> What this task involves
Give back all the data exactly as it was written.

┌─ Source material

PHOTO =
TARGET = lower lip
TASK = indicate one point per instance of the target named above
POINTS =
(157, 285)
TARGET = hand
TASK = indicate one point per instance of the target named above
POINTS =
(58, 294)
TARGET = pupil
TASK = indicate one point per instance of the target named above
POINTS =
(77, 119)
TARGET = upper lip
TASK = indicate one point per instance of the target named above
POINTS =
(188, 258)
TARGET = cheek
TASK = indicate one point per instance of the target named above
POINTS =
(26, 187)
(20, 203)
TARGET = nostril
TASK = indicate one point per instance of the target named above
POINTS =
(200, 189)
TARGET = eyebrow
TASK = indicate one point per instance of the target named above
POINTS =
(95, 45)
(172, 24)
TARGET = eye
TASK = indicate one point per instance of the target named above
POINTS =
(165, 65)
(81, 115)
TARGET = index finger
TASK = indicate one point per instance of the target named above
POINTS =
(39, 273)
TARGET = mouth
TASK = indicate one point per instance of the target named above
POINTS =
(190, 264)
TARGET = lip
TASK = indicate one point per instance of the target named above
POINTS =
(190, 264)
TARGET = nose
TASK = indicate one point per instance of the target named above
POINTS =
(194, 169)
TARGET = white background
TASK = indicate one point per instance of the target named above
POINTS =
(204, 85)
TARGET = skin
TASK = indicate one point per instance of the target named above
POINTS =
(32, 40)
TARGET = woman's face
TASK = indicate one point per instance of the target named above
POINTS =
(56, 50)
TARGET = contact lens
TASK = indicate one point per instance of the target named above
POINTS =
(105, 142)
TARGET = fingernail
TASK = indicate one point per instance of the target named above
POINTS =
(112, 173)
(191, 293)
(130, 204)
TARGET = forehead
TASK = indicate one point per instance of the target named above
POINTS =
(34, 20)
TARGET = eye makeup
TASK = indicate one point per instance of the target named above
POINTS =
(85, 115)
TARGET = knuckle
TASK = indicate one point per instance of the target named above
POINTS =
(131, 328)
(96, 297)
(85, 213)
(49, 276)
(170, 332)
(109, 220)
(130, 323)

└─

> Problem solution
PHOTO =
TARGET = lower lip
TASK = indicate one point per instance of the target named above
POINTS =
(157, 285)
TARGET = hand
TASK = indicate one point per instance of the target named above
POINTS =
(58, 294)
TARGET = pupil
TASK = indicate one point per instance of the target named above
POINTS =
(77, 119)
TARGET = upper lip
TASK = indicate one point per instance of the target named above
POINTS =
(188, 258)
TARGET = cheek
TASK = indicate one point per instance of the target named above
POINTS =
(26, 187)
(20, 203)
TARGET = nostril
TASK = indicate one point per instance of the target named above
POINTS =
(200, 189)
TARGET = eyebrow
TASK = indicate one point per instance of the target named above
POINTS =
(95, 45)
(172, 24)
TARGET = eye
TASK = indicate one point per instance of the target named above
POINTS =
(165, 65)
(81, 115)
TARGET = index finger
TASK = indicate one point per instance of the target named above
POINTS =
(39, 273)
TARGET = mouth
TASK = indicate one point per instance of the target named above
POINTS =
(190, 264)
TARGET = lip
TASK = indicate one point per instance of the target named above
POINTS =
(190, 264)
TARGET = nose
TASK = indicate one point per instance of the target named above
POINTS =
(194, 169)
TARGET = white background
TASK = indicate one point per instance of the target named above
POINTS =
(204, 85)
TARGET = skin
TASK = indicate one point per instance of the target named above
POINTS =
(32, 40)
TARGET = woman's face
TASK = indicate one point per instance of the target named above
POINTS =
(56, 50)
TARGET = contact lens
TASK = indicate one point per instance of the target named above
POINTS =
(105, 142)
TARGET = fingernail
TASK = indicate one point per instance of the target named above
POINTS =
(112, 173)
(191, 293)
(130, 204)
TARGET = forehead
TASK = indicate one point per instance of the target named above
POINTS =
(34, 20)
TARGET = eye makeup
TASK = indicate one point per instance of the target named above
POINTS =
(85, 115)
TARGET = knuckle
TASK = indicate one point per instance of the target named above
POINTS =
(131, 328)
(96, 297)
(85, 213)
(49, 276)
(170, 332)
(109, 220)
(130, 323)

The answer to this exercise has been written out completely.